* **Problem statement**:
Within the data below, determine how many lines contain "sneaker" and supply only that figure.

=== Section Start ===

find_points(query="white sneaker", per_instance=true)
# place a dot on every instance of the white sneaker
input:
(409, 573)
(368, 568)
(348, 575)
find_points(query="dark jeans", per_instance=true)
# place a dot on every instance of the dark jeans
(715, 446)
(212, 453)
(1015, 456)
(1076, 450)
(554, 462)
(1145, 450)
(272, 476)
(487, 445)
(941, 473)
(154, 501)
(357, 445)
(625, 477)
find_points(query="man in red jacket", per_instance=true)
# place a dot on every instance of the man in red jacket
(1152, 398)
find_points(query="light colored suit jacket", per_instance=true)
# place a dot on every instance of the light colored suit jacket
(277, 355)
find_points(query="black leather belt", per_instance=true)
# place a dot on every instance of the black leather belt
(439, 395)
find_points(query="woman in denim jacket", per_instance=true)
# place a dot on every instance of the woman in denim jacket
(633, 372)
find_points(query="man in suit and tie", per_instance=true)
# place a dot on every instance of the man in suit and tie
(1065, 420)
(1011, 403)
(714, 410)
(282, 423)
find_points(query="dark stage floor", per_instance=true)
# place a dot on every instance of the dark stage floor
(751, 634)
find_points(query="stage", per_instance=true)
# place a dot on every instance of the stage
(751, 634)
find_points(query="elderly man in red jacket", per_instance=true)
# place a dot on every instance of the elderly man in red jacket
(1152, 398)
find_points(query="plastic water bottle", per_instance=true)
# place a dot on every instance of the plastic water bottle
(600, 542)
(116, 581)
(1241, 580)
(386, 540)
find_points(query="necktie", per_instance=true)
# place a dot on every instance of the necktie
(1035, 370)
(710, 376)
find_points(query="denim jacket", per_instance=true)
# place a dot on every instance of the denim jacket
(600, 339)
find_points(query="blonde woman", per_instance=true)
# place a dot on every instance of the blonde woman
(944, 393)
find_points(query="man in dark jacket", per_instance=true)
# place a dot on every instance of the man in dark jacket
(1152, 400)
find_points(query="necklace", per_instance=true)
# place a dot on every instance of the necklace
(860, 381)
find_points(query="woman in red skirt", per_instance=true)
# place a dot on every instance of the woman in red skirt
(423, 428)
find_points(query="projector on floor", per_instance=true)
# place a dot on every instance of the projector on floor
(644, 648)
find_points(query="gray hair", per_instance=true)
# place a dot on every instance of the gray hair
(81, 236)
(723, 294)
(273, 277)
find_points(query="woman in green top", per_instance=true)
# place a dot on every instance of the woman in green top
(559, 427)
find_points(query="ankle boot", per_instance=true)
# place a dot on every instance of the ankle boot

=== Section End ===

* **Your solution**:
2